INSTRUCTIONS FOR THE TASK
Restate the records in full and exactly, with no images included.
--*--
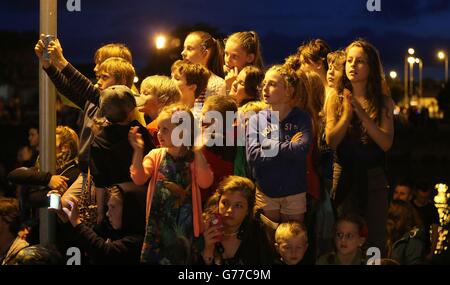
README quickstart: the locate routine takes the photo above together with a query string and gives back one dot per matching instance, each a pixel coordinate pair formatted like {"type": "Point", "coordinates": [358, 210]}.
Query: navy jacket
{"type": "Point", "coordinates": [277, 165]}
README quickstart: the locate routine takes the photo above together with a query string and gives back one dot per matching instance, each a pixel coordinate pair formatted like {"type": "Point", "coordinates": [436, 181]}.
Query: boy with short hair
{"type": "Point", "coordinates": [291, 243]}
{"type": "Point", "coordinates": [192, 80]}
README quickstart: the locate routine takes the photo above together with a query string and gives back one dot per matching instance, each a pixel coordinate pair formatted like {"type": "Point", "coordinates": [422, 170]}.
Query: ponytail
--*--
EXERCISE ANSWER
README quickstart: the locate routine takes the photo above together with a query string and gives back one dot per matching instance, each a pixel coordinate pair formatted like {"type": "Point", "coordinates": [358, 210]}.
Query: navy jacket
{"type": "Point", "coordinates": [277, 165]}
README quickstart: the locate routine takes the photo above together with a query string and gives back one dot per matching instance, each a pixel coordinate pair formatted like {"type": "Point", "coordinates": [436, 181]}.
Query: boy with short hair
{"type": "Point", "coordinates": [291, 243]}
{"type": "Point", "coordinates": [192, 80]}
README quickstart: the locate routine takes the photo above together with a query string and gives back one dot per matching instance, each a pixel coordinate pair formatted like {"type": "Point", "coordinates": [422, 170]}.
Query: ponytail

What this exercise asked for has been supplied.